[Collected data]
• • • • •

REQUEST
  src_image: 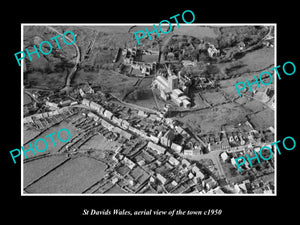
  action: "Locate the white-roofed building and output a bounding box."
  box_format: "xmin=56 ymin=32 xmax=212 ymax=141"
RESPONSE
xmin=172 ymin=89 xmax=184 ymax=97
xmin=171 ymin=142 xmax=183 ymax=153
xmin=220 ymin=152 xmax=229 ymax=162
xmin=147 ymin=141 xmax=166 ymax=154
xmin=168 ymin=156 xmax=180 ymax=166
xmin=157 ymin=173 xmax=167 ymax=185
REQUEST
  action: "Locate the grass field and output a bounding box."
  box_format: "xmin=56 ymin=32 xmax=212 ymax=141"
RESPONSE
xmin=72 ymin=69 xmax=138 ymax=97
xmin=25 ymin=156 xmax=107 ymax=193
xmin=23 ymin=154 xmax=69 ymax=187
xmin=27 ymin=71 xmax=68 ymax=90
xmin=249 ymin=108 xmax=274 ymax=131
xmin=176 ymin=102 xmax=247 ymax=134
xmin=173 ymin=25 xmax=218 ymax=41
xmin=79 ymin=133 xmax=122 ymax=152
xmin=23 ymin=120 xmax=80 ymax=158
xmin=202 ymin=90 xmax=227 ymax=105
xmin=24 ymin=126 xmax=42 ymax=144
xmin=23 ymin=92 xmax=32 ymax=105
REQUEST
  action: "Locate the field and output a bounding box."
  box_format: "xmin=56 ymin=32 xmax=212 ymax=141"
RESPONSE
xmin=238 ymin=46 xmax=274 ymax=71
xmin=25 ymin=156 xmax=107 ymax=193
xmin=23 ymin=119 xmax=80 ymax=158
xmin=192 ymin=92 xmax=209 ymax=108
xmin=178 ymin=95 xmax=274 ymax=134
xmin=72 ymin=69 xmax=138 ymax=98
xmin=249 ymin=108 xmax=274 ymax=130
xmin=24 ymin=126 xmax=42 ymax=143
xmin=173 ymin=26 xmax=219 ymax=41
xmin=177 ymin=102 xmax=251 ymax=134
xmin=125 ymin=88 xmax=166 ymax=110
xmin=243 ymin=99 xmax=266 ymax=113
xmin=26 ymin=71 xmax=68 ymax=90
xmin=23 ymin=92 xmax=32 ymax=105
xmin=79 ymin=133 xmax=122 ymax=152
xmin=201 ymin=90 xmax=227 ymax=105
xmin=23 ymin=154 xmax=68 ymax=187
xmin=218 ymin=47 xmax=274 ymax=88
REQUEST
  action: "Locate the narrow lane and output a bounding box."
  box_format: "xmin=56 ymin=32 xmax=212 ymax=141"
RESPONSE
xmin=46 ymin=26 xmax=81 ymax=91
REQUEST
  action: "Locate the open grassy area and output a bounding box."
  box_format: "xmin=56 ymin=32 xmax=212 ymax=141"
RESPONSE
xmin=23 ymin=119 xmax=80 ymax=158
xmin=71 ymin=69 xmax=138 ymax=97
xmin=173 ymin=25 xmax=219 ymax=42
xmin=25 ymin=156 xmax=107 ymax=193
xmin=23 ymin=154 xmax=69 ymax=187
xmin=23 ymin=92 xmax=32 ymax=105
xmin=79 ymin=133 xmax=122 ymax=152
xmin=26 ymin=71 xmax=68 ymax=90
xmin=249 ymin=108 xmax=274 ymax=131
xmin=177 ymin=102 xmax=251 ymax=134
xmin=24 ymin=126 xmax=43 ymax=144
xmin=202 ymin=90 xmax=227 ymax=105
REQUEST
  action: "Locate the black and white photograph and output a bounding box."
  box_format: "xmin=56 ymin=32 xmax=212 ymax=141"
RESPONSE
xmin=21 ymin=24 xmax=276 ymax=195
xmin=3 ymin=3 xmax=298 ymax=223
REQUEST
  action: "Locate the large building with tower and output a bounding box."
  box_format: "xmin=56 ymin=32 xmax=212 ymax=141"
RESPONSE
xmin=153 ymin=66 xmax=191 ymax=108
xmin=168 ymin=75 xmax=178 ymax=90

• • • • •

_What is expected_
Each entry above needs to be restated without a single word changed; skip the images.

_Exercise output_
REQUEST
  src_image: 
  action: "Locate the white-roofed building and output a bounding box."
  box_format: "xmin=56 ymin=32 xmax=212 ymax=141"
RESPONSE
xmin=172 ymin=89 xmax=184 ymax=97
xmin=171 ymin=142 xmax=183 ymax=153
xmin=220 ymin=152 xmax=229 ymax=162
xmin=147 ymin=141 xmax=166 ymax=154
xmin=168 ymin=156 xmax=180 ymax=166
xmin=157 ymin=173 xmax=167 ymax=185
REQUEST
  action: "Locate the grass field and output a bounding box."
  box_format: "xmin=56 ymin=32 xmax=212 ymax=141"
RESPONSE
xmin=72 ymin=69 xmax=138 ymax=97
xmin=25 ymin=156 xmax=107 ymax=193
xmin=23 ymin=154 xmax=69 ymax=187
xmin=27 ymin=71 xmax=68 ymax=90
xmin=249 ymin=108 xmax=274 ymax=131
xmin=176 ymin=102 xmax=247 ymax=134
xmin=173 ymin=25 xmax=218 ymax=41
xmin=79 ymin=133 xmax=122 ymax=152
xmin=23 ymin=120 xmax=80 ymax=158
xmin=202 ymin=90 xmax=227 ymax=105
xmin=24 ymin=126 xmax=42 ymax=144
xmin=23 ymin=92 xmax=32 ymax=105
REQUEST
  action: "Locate the field and output a bounding box."
  box_format: "xmin=56 ymin=32 xmax=212 ymax=141"
RESPONSE
xmin=238 ymin=46 xmax=274 ymax=71
xmin=25 ymin=156 xmax=107 ymax=193
xmin=23 ymin=119 xmax=80 ymax=158
xmin=192 ymin=92 xmax=209 ymax=108
xmin=178 ymin=95 xmax=274 ymax=134
xmin=72 ymin=69 xmax=138 ymax=98
xmin=249 ymin=108 xmax=274 ymax=130
xmin=24 ymin=126 xmax=42 ymax=143
xmin=173 ymin=26 xmax=219 ymax=41
xmin=177 ymin=102 xmax=251 ymax=134
xmin=125 ymin=88 xmax=166 ymax=110
xmin=243 ymin=99 xmax=266 ymax=113
xmin=26 ymin=71 xmax=68 ymax=90
xmin=23 ymin=92 xmax=32 ymax=105
xmin=79 ymin=133 xmax=122 ymax=152
xmin=201 ymin=90 xmax=227 ymax=105
xmin=23 ymin=154 xmax=68 ymax=187
xmin=218 ymin=47 xmax=274 ymax=88
REQUEST
  action: "Locate the narrow lane and output a bounding box."
  box_format: "xmin=56 ymin=32 xmax=212 ymax=141"
RESPONSE
xmin=46 ymin=26 xmax=81 ymax=91
REQUEST
  action: "Locate the open grassy area and output a bounding box."
  box_format: "xmin=56 ymin=32 xmax=212 ymax=141"
RESPONSE
xmin=23 ymin=119 xmax=80 ymax=158
xmin=71 ymin=69 xmax=138 ymax=97
xmin=173 ymin=25 xmax=219 ymax=42
xmin=25 ymin=156 xmax=107 ymax=193
xmin=23 ymin=154 xmax=69 ymax=187
xmin=23 ymin=92 xmax=32 ymax=105
xmin=79 ymin=133 xmax=122 ymax=152
xmin=26 ymin=71 xmax=68 ymax=90
xmin=249 ymin=108 xmax=274 ymax=131
xmin=177 ymin=102 xmax=251 ymax=134
xmin=24 ymin=126 xmax=43 ymax=144
xmin=202 ymin=90 xmax=227 ymax=105
REQUEST
  action: "Locate the black and white photograph and output a bounding box."
  box_format: "xmin=56 ymin=32 xmax=212 ymax=141"
RESPONSE
xmin=21 ymin=24 xmax=276 ymax=195
xmin=3 ymin=3 xmax=298 ymax=223
REQUEST
  action: "Locate the large building with tower and output a bounding box."
  box_format: "xmin=56 ymin=32 xmax=212 ymax=141"
RESPONSE
xmin=153 ymin=66 xmax=191 ymax=108
xmin=168 ymin=75 xmax=178 ymax=90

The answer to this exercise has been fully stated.